### Required work:
Select each line in the records below that contains the string "dark", treating uppercase and lowercase letters as distinct.

· · · · · · ·

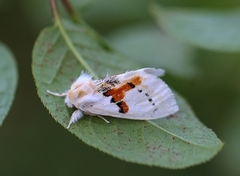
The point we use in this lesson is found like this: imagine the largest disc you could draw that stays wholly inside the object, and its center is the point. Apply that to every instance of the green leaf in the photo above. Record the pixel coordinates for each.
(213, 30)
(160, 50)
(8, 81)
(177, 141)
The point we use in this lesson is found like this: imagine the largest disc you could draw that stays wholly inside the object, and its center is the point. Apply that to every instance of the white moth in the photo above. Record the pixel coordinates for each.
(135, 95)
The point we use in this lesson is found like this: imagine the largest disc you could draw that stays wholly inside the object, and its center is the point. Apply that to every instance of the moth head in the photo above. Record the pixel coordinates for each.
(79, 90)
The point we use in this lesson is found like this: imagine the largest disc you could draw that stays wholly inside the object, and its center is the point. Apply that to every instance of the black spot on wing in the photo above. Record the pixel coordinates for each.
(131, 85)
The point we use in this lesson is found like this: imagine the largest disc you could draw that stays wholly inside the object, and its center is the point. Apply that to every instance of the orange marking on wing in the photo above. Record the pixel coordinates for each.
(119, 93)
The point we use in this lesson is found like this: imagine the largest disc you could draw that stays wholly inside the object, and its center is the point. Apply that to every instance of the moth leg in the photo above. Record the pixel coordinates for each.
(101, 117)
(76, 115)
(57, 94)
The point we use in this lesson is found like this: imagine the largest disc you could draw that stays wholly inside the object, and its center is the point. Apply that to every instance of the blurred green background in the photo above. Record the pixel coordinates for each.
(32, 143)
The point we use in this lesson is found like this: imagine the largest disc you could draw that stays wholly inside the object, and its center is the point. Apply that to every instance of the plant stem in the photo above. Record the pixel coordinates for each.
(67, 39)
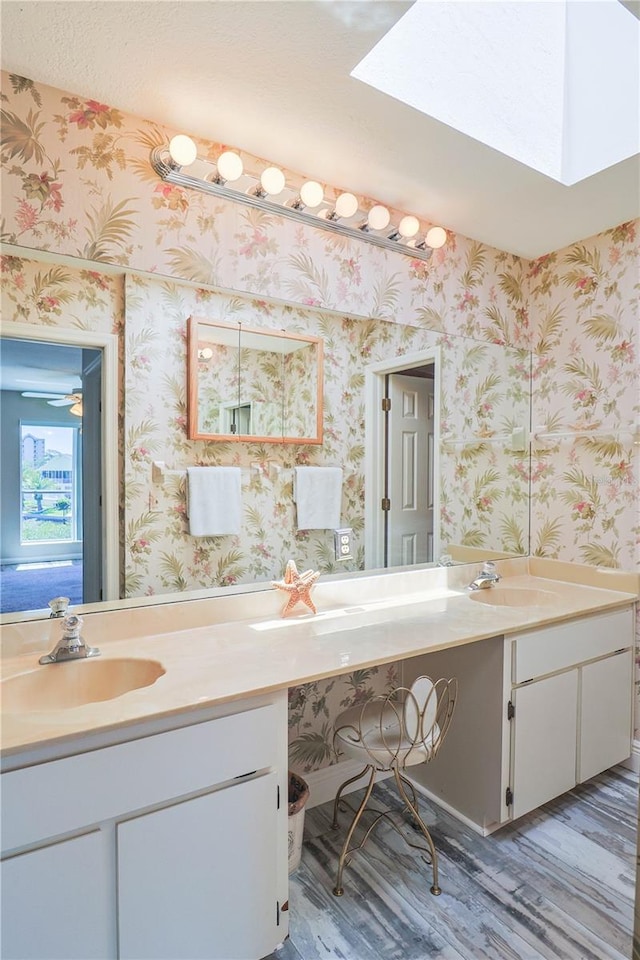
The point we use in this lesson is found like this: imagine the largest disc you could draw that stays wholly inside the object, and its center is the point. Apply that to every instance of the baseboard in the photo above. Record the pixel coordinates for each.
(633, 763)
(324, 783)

· · · · · · ·

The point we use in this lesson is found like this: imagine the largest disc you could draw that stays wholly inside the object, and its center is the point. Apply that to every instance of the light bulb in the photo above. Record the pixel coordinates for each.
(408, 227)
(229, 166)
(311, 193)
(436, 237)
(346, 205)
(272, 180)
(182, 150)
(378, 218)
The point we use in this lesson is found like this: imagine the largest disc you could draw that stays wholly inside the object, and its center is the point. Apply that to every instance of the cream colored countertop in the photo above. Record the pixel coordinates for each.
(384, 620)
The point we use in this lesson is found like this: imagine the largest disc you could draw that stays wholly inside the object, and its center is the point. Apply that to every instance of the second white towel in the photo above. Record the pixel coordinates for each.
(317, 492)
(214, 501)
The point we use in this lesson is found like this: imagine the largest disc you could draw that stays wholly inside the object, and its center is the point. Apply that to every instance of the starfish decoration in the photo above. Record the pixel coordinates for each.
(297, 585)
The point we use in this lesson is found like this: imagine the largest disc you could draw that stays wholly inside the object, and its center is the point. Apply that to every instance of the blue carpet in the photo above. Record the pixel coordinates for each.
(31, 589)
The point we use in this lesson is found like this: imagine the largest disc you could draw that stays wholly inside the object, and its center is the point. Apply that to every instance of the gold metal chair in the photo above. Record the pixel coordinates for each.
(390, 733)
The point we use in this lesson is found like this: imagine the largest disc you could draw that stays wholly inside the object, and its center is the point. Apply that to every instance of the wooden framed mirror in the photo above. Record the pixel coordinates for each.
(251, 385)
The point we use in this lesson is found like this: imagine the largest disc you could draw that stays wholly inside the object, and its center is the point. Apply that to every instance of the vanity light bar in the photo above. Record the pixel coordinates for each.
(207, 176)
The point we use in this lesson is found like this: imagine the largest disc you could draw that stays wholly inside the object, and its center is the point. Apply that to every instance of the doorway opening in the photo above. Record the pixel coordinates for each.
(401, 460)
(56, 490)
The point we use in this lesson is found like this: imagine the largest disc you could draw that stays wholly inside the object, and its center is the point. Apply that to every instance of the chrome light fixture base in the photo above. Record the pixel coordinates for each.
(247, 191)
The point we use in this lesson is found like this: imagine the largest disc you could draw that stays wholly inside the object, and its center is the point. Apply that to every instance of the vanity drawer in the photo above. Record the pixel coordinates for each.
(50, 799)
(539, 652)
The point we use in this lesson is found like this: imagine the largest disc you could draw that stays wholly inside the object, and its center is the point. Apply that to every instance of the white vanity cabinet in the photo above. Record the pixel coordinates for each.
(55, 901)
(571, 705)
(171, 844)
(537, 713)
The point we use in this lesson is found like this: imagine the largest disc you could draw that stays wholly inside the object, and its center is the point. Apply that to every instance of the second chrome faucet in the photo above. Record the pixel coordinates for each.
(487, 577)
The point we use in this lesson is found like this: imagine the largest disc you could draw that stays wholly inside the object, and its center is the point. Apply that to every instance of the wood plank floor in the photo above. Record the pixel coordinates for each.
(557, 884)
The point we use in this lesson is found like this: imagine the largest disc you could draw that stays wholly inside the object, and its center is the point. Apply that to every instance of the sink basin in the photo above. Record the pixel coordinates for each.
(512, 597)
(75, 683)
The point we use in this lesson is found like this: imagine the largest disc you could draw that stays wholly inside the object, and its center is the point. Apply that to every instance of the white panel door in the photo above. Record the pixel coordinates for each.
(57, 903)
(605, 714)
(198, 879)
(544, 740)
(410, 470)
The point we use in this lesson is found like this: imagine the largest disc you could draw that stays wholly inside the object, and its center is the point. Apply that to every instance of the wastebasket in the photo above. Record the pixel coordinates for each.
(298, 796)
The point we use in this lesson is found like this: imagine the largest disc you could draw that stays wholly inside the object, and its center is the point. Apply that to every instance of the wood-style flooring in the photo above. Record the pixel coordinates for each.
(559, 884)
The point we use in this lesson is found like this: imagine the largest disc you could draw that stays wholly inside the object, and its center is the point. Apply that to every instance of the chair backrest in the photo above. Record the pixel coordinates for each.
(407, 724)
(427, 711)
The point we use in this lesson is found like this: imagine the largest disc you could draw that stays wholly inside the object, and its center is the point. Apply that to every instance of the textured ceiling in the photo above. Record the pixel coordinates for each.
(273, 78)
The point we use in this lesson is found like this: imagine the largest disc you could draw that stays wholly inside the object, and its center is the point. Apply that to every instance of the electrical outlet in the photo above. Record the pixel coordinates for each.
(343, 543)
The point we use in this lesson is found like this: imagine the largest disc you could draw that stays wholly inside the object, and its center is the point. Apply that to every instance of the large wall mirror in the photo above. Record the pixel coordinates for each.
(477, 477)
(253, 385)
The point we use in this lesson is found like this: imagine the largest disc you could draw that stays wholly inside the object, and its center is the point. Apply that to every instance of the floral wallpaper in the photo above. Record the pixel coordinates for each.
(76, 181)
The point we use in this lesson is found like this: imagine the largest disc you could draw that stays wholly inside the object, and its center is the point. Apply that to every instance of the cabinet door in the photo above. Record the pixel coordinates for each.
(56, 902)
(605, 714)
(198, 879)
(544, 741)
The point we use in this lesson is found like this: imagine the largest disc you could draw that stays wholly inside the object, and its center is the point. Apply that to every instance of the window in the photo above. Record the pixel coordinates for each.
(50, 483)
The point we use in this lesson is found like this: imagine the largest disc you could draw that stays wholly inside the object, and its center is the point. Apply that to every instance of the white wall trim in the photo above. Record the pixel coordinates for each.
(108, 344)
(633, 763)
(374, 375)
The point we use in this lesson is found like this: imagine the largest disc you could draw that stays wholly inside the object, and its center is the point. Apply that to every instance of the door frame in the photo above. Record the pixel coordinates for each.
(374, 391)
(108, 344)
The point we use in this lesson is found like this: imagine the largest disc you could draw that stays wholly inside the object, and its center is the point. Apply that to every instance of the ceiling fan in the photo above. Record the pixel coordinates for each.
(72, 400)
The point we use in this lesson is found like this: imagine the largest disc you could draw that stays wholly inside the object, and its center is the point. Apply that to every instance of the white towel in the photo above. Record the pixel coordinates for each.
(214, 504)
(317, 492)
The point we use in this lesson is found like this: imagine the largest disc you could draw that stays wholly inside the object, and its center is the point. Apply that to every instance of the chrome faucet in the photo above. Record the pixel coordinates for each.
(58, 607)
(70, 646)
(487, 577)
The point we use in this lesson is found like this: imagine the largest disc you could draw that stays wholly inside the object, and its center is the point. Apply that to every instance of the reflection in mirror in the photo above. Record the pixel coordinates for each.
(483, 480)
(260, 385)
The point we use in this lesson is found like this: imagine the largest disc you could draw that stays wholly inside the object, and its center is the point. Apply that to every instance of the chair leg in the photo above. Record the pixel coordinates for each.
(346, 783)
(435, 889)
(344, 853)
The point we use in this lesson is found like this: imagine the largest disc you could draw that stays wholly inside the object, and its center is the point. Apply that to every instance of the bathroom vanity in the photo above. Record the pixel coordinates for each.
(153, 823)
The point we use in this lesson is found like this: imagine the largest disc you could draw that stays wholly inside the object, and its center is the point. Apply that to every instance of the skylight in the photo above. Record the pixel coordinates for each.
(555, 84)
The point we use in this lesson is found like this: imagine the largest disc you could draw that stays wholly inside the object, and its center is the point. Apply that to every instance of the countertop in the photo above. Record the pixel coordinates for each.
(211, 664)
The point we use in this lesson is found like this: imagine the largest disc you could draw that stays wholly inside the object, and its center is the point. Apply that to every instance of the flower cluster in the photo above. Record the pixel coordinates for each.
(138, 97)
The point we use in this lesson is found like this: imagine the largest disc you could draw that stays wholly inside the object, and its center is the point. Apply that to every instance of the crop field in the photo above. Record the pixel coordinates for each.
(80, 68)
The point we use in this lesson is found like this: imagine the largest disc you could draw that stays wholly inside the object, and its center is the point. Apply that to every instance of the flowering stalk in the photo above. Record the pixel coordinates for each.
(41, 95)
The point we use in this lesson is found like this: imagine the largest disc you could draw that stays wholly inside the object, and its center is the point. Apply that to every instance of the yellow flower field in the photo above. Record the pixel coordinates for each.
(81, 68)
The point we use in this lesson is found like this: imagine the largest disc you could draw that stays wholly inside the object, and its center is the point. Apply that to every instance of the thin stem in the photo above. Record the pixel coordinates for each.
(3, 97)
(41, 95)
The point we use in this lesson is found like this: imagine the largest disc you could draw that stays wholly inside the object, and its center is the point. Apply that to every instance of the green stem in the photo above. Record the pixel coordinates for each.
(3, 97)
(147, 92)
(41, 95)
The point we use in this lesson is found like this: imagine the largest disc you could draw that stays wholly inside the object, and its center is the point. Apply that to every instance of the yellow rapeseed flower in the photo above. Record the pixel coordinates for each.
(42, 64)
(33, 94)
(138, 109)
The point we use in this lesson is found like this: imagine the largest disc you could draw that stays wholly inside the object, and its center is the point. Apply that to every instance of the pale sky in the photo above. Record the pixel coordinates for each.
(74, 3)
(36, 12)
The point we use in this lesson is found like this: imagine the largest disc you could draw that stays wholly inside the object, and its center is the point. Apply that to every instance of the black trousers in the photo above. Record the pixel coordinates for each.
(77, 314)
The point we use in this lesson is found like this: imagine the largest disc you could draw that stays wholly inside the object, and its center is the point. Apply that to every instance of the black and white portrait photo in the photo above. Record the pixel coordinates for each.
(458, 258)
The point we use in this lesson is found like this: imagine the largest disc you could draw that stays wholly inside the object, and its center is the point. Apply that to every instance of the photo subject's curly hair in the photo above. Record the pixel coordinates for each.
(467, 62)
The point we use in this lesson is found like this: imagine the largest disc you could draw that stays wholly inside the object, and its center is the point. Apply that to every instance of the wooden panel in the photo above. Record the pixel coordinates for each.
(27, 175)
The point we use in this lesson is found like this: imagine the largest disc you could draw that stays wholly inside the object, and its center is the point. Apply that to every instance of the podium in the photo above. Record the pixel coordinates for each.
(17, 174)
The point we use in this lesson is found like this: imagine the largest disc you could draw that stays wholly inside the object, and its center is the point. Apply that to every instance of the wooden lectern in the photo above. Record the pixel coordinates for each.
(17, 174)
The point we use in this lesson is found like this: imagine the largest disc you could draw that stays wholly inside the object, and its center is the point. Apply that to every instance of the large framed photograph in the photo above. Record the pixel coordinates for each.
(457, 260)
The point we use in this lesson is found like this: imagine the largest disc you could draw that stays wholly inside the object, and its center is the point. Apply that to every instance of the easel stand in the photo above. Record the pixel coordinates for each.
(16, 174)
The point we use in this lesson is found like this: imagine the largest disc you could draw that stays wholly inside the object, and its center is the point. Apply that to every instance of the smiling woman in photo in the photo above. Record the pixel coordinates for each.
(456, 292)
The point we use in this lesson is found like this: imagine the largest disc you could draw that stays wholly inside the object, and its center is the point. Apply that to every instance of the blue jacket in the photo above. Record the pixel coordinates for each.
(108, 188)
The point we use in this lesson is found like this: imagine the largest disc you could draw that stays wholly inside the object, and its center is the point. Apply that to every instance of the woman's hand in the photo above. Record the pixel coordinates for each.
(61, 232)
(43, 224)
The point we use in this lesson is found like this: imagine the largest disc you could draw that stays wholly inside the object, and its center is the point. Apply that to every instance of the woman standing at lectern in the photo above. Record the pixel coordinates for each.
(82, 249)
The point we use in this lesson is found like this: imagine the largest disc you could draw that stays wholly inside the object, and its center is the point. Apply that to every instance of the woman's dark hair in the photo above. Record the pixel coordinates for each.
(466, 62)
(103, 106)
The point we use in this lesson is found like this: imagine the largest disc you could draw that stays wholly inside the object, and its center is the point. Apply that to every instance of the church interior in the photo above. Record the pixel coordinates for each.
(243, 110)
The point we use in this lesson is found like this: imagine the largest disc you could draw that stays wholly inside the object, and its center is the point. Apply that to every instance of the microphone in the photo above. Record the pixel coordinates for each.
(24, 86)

· · · · · · ·

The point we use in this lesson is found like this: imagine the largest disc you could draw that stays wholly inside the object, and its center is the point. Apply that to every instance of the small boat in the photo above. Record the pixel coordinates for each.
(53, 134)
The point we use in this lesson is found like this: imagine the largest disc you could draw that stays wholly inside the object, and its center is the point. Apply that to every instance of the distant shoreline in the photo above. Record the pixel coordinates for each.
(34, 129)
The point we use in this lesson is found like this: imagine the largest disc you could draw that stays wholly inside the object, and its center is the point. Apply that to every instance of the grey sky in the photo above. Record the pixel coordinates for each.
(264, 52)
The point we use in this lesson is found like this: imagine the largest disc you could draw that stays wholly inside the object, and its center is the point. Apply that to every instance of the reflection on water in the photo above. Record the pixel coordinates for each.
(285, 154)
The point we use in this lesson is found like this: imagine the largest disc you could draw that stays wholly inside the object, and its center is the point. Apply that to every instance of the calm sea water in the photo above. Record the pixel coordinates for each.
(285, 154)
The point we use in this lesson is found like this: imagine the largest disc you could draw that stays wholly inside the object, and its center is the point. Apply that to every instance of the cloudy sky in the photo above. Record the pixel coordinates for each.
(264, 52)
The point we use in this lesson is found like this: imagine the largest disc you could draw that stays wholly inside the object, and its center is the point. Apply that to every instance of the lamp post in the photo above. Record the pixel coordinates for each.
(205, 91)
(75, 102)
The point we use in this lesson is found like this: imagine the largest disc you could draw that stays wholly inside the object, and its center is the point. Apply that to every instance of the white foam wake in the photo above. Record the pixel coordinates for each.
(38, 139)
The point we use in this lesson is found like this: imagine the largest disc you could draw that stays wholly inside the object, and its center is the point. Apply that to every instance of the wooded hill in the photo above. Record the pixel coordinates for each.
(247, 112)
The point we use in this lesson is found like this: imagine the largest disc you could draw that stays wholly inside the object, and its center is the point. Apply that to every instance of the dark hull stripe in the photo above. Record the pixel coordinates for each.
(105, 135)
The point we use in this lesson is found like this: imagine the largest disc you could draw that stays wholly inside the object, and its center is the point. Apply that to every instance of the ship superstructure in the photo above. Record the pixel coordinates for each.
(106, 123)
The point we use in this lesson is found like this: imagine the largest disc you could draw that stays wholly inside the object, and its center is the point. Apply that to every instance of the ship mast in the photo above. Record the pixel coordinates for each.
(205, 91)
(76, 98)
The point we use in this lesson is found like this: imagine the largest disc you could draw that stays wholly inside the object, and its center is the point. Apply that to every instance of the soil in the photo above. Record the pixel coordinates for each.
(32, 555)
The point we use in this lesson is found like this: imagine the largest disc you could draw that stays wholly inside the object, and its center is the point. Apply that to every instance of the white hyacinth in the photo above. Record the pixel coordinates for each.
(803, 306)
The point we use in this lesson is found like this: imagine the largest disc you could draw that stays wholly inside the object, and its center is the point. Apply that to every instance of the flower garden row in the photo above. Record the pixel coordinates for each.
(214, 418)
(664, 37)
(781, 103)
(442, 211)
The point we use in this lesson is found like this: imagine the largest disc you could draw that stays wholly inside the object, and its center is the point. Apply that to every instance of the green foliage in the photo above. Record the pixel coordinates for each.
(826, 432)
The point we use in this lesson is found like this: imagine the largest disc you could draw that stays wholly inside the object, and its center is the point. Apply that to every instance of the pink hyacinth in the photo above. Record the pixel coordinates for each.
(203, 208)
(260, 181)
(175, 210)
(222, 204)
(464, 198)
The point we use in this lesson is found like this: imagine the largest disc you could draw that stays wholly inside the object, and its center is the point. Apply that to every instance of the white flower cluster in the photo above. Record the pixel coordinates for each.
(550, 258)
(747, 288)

· · · · · · ·

### Task response:
The point we use in this lesson is found like this: imagine the largest disc you could draw that stays wholly inside the object, and its center is the point. Apply that to every instance of the woman's dark hair in the photo above. Record the pixel coordinates for each.
The point we use in this lesson is found like this: imagine the largest disc you could draw that stays wholly inside the object, and its center is the point. Apply that to every instance of the dark hull stripe in the photo above. Record the pixel coordinates for each.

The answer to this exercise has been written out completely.